→ WHAT YOU ARE ASKED TO DO
Only those lines running from the line that contains "query | kitchen cabinet" through the end of the material are to be written out, each exactly as shown.

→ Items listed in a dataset
########################################
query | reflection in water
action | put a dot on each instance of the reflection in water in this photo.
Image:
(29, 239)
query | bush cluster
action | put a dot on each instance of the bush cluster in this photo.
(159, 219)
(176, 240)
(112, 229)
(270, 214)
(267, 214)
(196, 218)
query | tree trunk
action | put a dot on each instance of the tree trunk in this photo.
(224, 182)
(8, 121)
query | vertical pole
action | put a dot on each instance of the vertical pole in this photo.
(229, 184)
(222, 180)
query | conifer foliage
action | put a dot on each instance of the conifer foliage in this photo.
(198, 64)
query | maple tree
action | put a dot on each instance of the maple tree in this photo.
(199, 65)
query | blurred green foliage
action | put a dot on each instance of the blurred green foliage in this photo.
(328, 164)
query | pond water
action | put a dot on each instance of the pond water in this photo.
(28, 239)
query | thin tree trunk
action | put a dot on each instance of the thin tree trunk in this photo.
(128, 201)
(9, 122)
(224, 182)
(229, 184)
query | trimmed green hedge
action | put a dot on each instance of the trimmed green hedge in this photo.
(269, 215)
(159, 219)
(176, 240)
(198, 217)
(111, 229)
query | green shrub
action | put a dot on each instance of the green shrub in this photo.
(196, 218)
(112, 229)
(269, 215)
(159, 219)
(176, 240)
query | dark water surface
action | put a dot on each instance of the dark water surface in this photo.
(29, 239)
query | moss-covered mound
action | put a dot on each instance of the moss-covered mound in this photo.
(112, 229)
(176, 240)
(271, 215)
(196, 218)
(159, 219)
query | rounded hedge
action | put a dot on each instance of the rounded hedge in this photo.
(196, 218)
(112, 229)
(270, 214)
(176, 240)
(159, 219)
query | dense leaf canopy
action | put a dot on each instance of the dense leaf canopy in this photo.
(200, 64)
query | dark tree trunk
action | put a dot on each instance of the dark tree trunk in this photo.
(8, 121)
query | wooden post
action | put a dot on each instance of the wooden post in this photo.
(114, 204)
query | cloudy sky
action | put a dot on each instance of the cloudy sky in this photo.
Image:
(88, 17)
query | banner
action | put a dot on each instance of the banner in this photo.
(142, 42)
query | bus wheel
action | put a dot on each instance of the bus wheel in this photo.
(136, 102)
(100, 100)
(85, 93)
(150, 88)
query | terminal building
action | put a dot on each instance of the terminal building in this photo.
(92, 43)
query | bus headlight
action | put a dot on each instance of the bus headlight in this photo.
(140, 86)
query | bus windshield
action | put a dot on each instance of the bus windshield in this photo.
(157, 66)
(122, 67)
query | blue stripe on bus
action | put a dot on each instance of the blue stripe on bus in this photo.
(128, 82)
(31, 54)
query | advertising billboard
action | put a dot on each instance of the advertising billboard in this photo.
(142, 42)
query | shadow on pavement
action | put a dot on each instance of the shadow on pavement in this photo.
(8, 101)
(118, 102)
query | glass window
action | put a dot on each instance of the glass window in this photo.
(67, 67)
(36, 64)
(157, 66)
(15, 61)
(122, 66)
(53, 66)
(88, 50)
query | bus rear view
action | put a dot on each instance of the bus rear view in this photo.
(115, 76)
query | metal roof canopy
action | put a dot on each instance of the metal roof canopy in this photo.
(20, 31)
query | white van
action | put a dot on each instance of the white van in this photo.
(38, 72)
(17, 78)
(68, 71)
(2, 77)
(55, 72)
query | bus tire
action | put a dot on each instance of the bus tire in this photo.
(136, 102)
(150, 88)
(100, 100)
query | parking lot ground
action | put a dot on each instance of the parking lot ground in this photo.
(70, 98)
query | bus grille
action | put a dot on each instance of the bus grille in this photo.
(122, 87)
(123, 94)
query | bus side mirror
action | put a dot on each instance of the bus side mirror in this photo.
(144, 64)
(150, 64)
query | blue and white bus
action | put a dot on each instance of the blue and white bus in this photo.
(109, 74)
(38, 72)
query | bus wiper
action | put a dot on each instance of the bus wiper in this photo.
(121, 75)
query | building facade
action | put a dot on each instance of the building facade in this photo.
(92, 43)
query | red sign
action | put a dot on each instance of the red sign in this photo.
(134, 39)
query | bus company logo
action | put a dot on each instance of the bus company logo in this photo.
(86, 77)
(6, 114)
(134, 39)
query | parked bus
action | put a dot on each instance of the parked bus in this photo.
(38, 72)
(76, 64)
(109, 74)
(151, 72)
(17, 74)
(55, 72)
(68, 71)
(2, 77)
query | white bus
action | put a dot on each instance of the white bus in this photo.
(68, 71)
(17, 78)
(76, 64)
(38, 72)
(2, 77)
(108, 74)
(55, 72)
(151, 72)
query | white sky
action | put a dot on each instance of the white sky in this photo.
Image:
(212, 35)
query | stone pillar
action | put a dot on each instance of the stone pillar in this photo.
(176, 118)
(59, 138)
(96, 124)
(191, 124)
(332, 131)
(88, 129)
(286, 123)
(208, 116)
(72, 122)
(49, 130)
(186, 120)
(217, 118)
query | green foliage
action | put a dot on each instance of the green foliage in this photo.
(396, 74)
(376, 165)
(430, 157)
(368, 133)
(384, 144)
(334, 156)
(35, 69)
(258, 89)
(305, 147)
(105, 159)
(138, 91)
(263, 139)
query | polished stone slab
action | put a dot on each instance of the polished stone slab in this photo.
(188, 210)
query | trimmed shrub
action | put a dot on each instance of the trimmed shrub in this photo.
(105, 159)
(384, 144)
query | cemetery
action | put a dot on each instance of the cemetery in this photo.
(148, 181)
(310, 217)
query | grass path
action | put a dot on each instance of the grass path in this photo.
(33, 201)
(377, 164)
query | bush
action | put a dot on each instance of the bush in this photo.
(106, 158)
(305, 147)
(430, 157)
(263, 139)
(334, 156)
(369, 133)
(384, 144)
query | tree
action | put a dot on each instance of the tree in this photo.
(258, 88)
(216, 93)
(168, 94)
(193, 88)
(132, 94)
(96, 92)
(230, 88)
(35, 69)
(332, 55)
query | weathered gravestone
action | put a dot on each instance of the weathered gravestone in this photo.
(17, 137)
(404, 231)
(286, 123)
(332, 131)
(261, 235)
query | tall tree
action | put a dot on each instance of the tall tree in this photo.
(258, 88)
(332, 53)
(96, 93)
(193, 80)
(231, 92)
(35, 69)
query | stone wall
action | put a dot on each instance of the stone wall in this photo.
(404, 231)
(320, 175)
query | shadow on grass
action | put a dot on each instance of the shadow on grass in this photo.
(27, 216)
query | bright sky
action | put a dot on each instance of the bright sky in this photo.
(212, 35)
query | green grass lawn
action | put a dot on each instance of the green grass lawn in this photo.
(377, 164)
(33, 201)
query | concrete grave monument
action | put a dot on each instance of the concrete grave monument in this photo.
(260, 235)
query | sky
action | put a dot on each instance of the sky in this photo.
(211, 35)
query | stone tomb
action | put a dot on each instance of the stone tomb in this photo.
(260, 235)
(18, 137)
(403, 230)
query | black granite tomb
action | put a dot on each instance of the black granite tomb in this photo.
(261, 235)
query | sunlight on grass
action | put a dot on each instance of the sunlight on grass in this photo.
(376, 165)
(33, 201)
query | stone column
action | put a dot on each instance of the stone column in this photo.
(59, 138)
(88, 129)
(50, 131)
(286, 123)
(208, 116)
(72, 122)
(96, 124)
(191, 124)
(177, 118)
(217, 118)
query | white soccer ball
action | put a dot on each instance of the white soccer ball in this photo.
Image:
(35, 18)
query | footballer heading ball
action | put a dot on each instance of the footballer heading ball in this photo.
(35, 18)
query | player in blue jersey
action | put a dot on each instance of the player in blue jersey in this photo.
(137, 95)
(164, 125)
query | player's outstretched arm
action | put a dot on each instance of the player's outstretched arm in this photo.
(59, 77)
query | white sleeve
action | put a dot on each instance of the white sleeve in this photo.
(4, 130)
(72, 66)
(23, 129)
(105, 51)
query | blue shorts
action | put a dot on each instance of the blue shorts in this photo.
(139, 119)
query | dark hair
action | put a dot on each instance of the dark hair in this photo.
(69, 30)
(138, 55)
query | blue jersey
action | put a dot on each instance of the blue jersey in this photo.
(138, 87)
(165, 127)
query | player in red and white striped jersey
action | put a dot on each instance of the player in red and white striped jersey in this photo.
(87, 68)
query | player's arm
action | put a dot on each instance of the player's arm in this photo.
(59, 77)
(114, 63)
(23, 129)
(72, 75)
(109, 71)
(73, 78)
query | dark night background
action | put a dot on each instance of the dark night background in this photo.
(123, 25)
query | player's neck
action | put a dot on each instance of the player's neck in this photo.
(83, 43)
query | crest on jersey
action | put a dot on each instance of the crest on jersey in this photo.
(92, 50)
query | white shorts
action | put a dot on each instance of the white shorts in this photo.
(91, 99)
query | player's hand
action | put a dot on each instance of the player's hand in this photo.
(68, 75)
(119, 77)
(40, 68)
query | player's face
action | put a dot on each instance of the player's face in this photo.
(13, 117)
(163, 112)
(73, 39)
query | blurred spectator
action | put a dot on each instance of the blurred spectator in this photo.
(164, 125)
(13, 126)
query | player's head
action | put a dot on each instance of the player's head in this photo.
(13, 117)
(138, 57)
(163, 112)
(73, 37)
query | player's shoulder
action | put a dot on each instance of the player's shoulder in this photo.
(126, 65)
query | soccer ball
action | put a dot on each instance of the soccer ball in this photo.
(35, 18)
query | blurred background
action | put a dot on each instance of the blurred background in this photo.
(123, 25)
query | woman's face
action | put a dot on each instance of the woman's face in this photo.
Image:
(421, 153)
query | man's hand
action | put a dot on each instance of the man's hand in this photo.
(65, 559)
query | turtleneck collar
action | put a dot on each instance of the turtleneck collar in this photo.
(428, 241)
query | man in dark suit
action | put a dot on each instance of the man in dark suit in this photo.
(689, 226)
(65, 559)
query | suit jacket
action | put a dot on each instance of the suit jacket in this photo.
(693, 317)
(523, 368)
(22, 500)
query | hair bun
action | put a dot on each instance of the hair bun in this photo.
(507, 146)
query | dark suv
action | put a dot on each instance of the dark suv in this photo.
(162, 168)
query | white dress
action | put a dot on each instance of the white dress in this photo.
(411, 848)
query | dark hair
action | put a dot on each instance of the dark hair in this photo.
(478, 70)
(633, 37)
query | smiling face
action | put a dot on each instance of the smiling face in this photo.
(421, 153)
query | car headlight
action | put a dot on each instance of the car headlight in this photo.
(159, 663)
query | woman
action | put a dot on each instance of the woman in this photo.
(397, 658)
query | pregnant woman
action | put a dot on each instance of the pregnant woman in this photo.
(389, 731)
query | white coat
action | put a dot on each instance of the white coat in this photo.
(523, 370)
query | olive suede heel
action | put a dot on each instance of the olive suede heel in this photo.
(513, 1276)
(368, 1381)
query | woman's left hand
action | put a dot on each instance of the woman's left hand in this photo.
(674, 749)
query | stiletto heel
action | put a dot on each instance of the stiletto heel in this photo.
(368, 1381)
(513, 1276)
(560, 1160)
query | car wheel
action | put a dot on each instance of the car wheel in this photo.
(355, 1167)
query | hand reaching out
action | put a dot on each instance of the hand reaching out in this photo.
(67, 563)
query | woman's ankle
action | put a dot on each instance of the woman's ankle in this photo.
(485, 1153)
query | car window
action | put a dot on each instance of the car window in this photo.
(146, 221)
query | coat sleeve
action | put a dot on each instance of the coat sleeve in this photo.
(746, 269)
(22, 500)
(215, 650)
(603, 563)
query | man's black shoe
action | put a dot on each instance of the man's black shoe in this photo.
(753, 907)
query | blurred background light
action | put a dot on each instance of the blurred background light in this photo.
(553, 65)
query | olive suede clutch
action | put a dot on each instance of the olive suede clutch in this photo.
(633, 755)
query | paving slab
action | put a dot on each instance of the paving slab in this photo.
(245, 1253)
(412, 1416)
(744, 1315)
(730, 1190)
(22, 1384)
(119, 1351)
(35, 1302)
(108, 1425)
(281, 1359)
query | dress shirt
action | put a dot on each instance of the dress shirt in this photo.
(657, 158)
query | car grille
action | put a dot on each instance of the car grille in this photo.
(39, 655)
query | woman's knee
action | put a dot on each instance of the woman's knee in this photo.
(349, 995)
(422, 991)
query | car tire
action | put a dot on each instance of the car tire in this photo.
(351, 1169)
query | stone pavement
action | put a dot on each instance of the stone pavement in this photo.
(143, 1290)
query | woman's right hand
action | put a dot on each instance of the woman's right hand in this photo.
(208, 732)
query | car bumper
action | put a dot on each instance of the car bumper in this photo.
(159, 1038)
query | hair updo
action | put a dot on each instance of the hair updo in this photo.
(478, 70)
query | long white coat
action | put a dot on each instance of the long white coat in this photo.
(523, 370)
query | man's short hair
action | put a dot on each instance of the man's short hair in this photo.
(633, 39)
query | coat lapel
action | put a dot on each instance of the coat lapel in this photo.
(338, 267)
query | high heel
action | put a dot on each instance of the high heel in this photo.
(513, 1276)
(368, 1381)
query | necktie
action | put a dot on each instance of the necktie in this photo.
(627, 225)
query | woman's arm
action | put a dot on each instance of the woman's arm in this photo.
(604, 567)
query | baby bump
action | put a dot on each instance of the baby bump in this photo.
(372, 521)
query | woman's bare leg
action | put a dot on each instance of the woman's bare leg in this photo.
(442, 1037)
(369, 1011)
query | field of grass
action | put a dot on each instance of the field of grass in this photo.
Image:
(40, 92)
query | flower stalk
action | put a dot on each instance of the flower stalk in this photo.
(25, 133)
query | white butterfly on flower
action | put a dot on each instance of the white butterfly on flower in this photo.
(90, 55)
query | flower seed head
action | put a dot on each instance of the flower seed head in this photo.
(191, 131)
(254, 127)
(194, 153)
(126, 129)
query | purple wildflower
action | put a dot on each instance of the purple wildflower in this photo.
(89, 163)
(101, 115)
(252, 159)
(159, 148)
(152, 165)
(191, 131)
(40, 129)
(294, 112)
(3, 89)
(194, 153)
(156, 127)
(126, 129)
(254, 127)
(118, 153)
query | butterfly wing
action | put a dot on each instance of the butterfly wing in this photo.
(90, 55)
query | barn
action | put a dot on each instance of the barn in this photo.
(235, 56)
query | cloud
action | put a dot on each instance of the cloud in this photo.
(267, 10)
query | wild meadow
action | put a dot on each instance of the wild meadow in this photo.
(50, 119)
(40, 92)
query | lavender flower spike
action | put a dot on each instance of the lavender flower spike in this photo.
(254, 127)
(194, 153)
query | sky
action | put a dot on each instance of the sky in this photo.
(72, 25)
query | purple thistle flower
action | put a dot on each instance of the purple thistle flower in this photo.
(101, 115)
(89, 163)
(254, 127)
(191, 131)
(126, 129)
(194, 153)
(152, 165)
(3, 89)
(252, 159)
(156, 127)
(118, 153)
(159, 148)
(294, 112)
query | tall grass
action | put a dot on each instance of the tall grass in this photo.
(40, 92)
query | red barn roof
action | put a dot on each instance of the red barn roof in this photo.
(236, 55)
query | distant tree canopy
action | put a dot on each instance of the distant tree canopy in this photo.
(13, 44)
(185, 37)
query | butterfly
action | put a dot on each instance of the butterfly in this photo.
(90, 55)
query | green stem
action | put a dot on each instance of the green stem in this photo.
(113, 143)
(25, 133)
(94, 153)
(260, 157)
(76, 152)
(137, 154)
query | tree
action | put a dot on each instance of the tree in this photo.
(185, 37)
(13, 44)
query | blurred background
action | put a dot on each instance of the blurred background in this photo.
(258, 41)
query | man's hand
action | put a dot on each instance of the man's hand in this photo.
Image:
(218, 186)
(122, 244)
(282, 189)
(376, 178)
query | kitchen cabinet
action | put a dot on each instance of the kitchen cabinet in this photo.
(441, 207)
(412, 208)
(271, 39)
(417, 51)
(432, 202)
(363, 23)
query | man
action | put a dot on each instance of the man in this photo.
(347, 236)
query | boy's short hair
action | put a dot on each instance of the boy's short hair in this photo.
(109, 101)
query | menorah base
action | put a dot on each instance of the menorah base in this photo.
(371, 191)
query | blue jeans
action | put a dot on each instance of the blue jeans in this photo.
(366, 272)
########################################
→ COMPLETE OUTPUT
query | kitchen cabinet
action | put a dot on each instance of the kitchen cabinet in this photo.
(441, 207)
(412, 208)
(271, 39)
(417, 51)
(432, 202)
(363, 23)
query | man
action | put a dot on each instance of the man in this photo.
(347, 236)
query | boy's short hair
action | put a dot on each instance of the boy's short hair in this photo.
(109, 101)
query | menorah base
action | put a dot on each instance of the menorah base in this photo.
(371, 191)
query | blue jeans
action | put a dot on each instance of the blue jeans in this photo.
(366, 272)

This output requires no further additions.